Records of labeled points:
* start *
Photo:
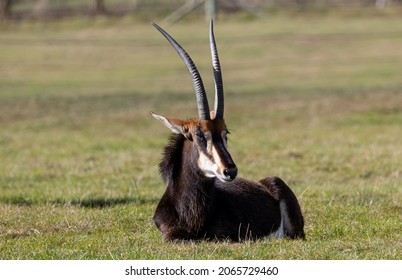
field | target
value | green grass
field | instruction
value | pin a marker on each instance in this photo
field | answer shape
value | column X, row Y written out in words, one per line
column 316, row 101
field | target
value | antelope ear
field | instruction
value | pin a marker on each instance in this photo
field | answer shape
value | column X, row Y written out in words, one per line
column 176, row 126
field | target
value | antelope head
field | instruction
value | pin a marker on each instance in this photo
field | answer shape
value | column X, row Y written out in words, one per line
column 207, row 133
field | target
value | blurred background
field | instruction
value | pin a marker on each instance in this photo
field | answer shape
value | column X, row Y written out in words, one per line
column 28, row 9
column 313, row 94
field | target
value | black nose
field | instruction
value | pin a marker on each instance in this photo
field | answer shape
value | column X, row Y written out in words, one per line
column 231, row 172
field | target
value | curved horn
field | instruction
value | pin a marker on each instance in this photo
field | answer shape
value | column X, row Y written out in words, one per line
column 202, row 101
column 219, row 99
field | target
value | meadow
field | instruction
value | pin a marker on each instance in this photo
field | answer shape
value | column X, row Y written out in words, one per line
column 316, row 101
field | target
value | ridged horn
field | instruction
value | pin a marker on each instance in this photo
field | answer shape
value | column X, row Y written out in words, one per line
column 202, row 100
column 219, row 99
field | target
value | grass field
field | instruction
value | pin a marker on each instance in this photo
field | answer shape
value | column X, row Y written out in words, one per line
column 316, row 101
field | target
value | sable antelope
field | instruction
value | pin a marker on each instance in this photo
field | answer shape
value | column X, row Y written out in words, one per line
column 204, row 198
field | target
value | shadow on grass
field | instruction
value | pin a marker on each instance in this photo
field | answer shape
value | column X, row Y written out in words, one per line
column 84, row 203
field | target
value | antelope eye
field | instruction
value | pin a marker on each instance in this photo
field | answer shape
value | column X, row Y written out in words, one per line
column 199, row 133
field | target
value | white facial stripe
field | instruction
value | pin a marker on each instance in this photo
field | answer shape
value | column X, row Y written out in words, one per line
column 207, row 166
column 214, row 167
column 224, row 138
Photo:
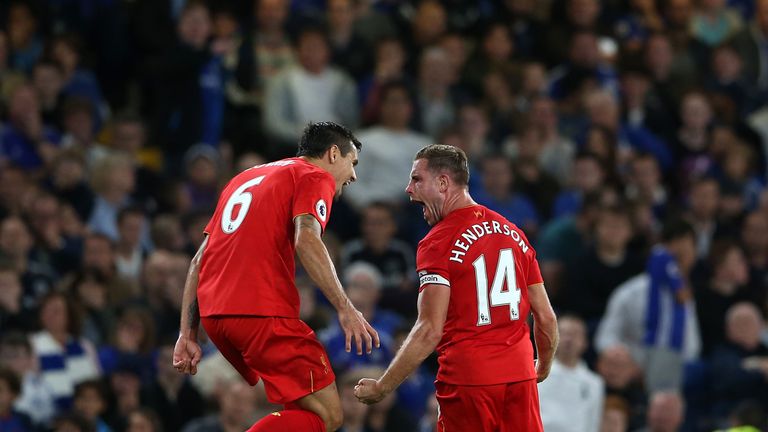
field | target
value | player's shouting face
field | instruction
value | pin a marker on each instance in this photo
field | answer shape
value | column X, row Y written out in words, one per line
column 342, row 168
column 428, row 189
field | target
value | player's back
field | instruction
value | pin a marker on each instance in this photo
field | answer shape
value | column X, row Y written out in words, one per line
column 488, row 263
column 248, row 265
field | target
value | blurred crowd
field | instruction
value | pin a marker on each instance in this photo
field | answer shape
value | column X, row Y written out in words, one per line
column 617, row 133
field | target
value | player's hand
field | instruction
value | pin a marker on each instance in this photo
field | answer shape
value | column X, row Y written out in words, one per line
column 356, row 327
column 542, row 370
column 186, row 355
column 369, row 391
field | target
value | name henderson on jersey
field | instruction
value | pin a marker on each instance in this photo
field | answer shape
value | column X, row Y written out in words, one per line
column 477, row 231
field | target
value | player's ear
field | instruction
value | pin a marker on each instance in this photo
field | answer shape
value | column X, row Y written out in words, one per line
column 333, row 153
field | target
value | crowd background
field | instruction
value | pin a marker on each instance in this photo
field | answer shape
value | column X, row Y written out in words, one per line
column 588, row 123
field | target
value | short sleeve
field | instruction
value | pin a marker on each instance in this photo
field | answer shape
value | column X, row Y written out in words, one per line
column 209, row 226
column 314, row 195
column 534, row 272
column 432, row 263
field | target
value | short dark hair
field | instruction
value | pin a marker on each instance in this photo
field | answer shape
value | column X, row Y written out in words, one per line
column 441, row 157
column 12, row 379
column 675, row 229
column 319, row 137
column 16, row 339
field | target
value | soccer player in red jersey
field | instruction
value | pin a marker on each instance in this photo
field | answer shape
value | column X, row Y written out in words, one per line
column 241, row 281
column 478, row 280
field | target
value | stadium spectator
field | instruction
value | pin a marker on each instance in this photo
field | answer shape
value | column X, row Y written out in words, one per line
column 572, row 396
column 390, row 146
column 741, row 361
column 65, row 358
column 334, row 94
column 36, row 398
column 363, row 283
column 606, row 264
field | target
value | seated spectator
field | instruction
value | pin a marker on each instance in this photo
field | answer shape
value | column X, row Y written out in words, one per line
column 90, row 402
column 91, row 289
column 363, row 284
column 48, row 80
column 78, row 81
column 334, row 94
column 171, row 393
column 583, row 62
column 132, row 340
column 36, row 398
column 24, row 36
column 52, row 245
column 80, row 131
column 724, row 286
column 623, row 385
column 238, row 406
column 25, row 140
column 144, row 420
column 587, row 176
column 653, row 314
column 714, row 22
column 556, row 155
column 572, row 396
column 12, row 315
column 65, row 358
column 392, row 257
column 564, row 239
column 704, row 202
column 68, row 182
column 615, row 414
column 37, row 277
column 10, row 389
column 389, row 66
column 741, row 363
column 645, row 184
column 499, row 194
column 665, row 412
column 593, row 276
column 389, row 149
column 436, row 101
column 748, row 44
column 203, row 171
column 129, row 253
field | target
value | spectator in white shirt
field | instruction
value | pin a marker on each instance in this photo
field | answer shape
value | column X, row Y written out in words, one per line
column 311, row 91
column 389, row 148
column 572, row 396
* end *
Set the data above down again exactly as given, with no pictures.

Photo:
field | target
value | green grass
field | instruction
value | pin a marker on each instance in this photo
field | answer shape
value | column X, row Y written out in words, one per line
column 316, row 101
field | target
value | antelope ear
field | instruction
value | pin a marker on each instance in this photo
field | answer shape
value | column X, row Y written out in words, one per line
column 176, row 126
field | target
value | antelope head
field | instruction
value | pin a marker on each instance in this photo
field | answer shape
value | column X, row Y written out in words, one per line
column 207, row 133
field | target
value | blurred background
field | instruction
value | pin a marker on each instance in this photo
field | answer shape
value | column X, row Y written out in words, one per line
column 28, row 9
column 313, row 94
field | target
value | black nose
field | instruction
value | pin a marker on each instance in this photo
field | answer shape
value | column X, row Y written out in words, one per line
column 231, row 172
field | target
value | curved horn
field | instruction
value | pin a marker on each instance in this photo
field | answer shape
value | column X, row Y written out in words, one per line
column 202, row 101
column 219, row 99
field | target
value | meadow
field | instruction
value | pin a marker on each instance in this photo
field | answer shape
value | column X, row Y written out in words, one per line
column 316, row 101
field | target
value | ridged horn
field | instruction
value | pin a marker on each instance in this photo
field | answer shape
value | column X, row Y written out in words, one per line
column 202, row 100
column 219, row 99
field | target
value | grass field
field | instruction
value | pin a marker on each instance in this photo
field | answer shape
value | column X, row Y written out in words, one per line
column 316, row 101
field | target
value | sable antelope
field | instruction
value | pin a marker on each instance in this photo
field | answer shape
value | column X, row Y written out in words, one per line
column 204, row 198
field | target
value | shadow on grass
field | instruction
value | pin a marker on each instance in this photo
field | answer shape
value | column X, row Y written out in words, one per line
column 84, row 203
field | target
value | antelope eye
field | instruction
value | pin a marker on each instance in this photo
field | answer shape
value | column X, row Y written out in words, one per line
column 199, row 133
field | target
value | white facial stripe
field | instruction
value | pin a marker on each instance in this photo
field | answer shape
value | column X, row Y written out in words, one per line
column 207, row 166
column 214, row 167
column 224, row 138
Photo:
field | target
value | player's shouting face
field | instruction
value | pin a marker on each instance in this photo
field | answer shape
value | column X, row Y written out in words, one per line
column 342, row 168
column 428, row 189
field | target
value | player's back
field | instruction
value | pin a marker on each instance in this photo
field | answer shape
value | column X, row Y written out in words, one per line
column 488, row 263
column 248, row 265
field | target
value | blurred crowd
field | instruction
value | pin a marker on each instance in this photo
field | answer shape
value | column X, row Y written out in words, one per line
column 617, row 133
field | target
value | player's hand
field | instruction
value | pin a marker on each instance in this photo
field | answer shape
value | column X, row Y written out in words, one per line
column 356, row 327
column 542, row 370
column 186, row 355
column 369, row 391
field | target
value | name henderson on jersey
field | instruction
value | pin a marker on each instance in this photo
field | answer shape
value | column X, row Y written out in words, one per line
column 477, row 231
field | target
value | player's ear
field | instruction
value | pin a marker on each instance in this photo
field | answer shape
value | column X, row Y written out in words, one per line
column 333, row 153
field | target
value | crowd background
field | instruction
value | pin a marker on each instance in this photo
field | answer shape
value | column X, row Y written out in words, one per line
column 588, row 123
field | target
value | short sleeve
field | instruction
value | pin a marker on each instance in this photo
field | answer shape
value | column X, row Y written out in words, one per line
column 209, row 226
column 314, row 195
column 534, row 272
column 432, row 263
field | target
value | short dark hair
field | instruction
value | pin a marker on each instance in this photo
field | answer shape
value | column X, row Y written out in words, one per line
column 441, row 157
column 12, row 379
column 675, row 229
column 319, row 137
column 16, row 339
field | target
value | soccer player in red jersey
field | instruction
value | pin a marker on each instance in this photo
field | answer shape
value | column X, row Y written out in words, one per line
column 241, row 281
column 478, row 280
field | target
value | stadium spectator
field | instruction
value | pin a marker on each instance in this photo
field | answer shape
value | column X, row Y written out in words, one per line
column 572, row 396
column 390, row 146
column 741, row 361
column 65, row 358
column 334, row 94
column 36, row 398
column 363, row 283
column 606, row 264
field | target
value | seated spectator
field | instruction
value | pin a marker on each instance in this photo
field | answer shape
value | column X, row Y written out in words, one per line
column 90, row 402
column 91, row 289
column 363, row 284
column 48, row 80
column 78, row 81
column 334, row 94
column 171, row 393
column 583, row 62
column 132, row 340
column 36, row 398
column 24, row 36
column 52, row 245
column 80, row 131
column 724, row 286
column 623, row 385
column 238, row 406
column 25, row 140
column 144, row 420
column 587, row 176
column 653, row 314
column 714, row 22
column 556, row 155
column 572, row 396
column 12, row 315
column 65, row 358
column 392, row 257
column 564, row 239
column 704, row 202
column 68, row 182
column 615, row 414
column 37, row 277
column 10, row 389
column 389, row 66
column 741, row 363
column 645, row 184
column 499, row 194
column 665, row 412
column 593, row 276
column 389, row 149
column 436, row 101
column 748, row 44
column 203, row 171
column 129, row 253
field | target
value | spectator in white shirt
field | instruction
value | pin a marker on each instance in this photo
field | answer shape
value | column X, row Y written out in words, one per line
column 311, row 91
column 389, row 148
column 572, row 396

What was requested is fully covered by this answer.